◆ **RECORD EXTRACTS**:
__________

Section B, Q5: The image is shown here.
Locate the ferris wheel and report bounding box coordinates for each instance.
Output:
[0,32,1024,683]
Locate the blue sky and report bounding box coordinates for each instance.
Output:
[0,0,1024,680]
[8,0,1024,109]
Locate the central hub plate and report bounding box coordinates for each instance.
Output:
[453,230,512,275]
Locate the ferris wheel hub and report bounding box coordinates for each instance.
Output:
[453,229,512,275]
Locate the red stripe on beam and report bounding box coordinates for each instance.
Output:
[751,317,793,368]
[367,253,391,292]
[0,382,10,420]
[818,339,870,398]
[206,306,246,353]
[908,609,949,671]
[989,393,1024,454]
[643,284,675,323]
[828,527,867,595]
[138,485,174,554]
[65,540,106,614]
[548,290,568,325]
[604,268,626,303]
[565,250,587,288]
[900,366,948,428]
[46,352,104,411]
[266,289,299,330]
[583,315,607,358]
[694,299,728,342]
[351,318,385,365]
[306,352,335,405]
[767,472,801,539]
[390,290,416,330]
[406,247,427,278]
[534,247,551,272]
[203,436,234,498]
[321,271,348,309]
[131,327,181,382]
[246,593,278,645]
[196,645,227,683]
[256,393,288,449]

__________

◆ **WHAT YOU ARE ASKED TO DO**:
Render every line of the material above as a JSON array of strings, one string per line, skipping any blank lines.

◆ **WRITTEN ANSWER**:
[
  "Section B, Q5: The image is shown here.",
  "Locate the ferris wheel and report bounding box coordinates for each instance.",
  "Output:",
  "[0,32,1024,683]",
  "Locate the blue sky and report bounding box coordinates for each instance.",
  "Output:",
  "[0,0,1024,680]",
  "[8,0,1024,109]",
  "Locate the central hub plate and report bounding box coordinates for each instance.",
  "Output:",
  "[453,230,512,275]",
  "Locate the ferris wheel hub and report bounding box coordinates for each instance.",
  "Output:",
  "[453,229,512,275]",
  "Locate the red stripe on beam and report bounding box coordinates for each instance.",
  "Output:",
  "[751,317,793,368]",
  "[367,253,391,292]",
  "[0,382,10,420]",
  "[818,339,870,398]",
  "[206,306,246,353]",
  "[908,609,949,671]",
  "[989,393,1024,454]",
  "[643,284,675,323]",
  "[828,527,867,595]",
  "[138,485,174,554]",
  "[65,540,106,614]",
  "[548,290,568,325]",
  "[604,268,626,303]",
  "[565,250,587,288]",
  "[900,366,948,428]",
  "[46,352,104,411]",
  "[266,289,299,330]",
  "[583,315,607,358]",
  "[694,299,728,342]",
  "[351,318,385,365]",
  "[306,352,335,405]",
  "[767,472,801,539]",
  "[390,290,416,330]",
  "[406,247,427,278]",
  "[534,247,551,272]",
  "[203,436,234,498]",
  "[321,271,348,309]",
  "[131,327,181,382]",
  "[246,593,278,645]",
  "[196,645,227,683]",
  "[256,393,288,449]"
]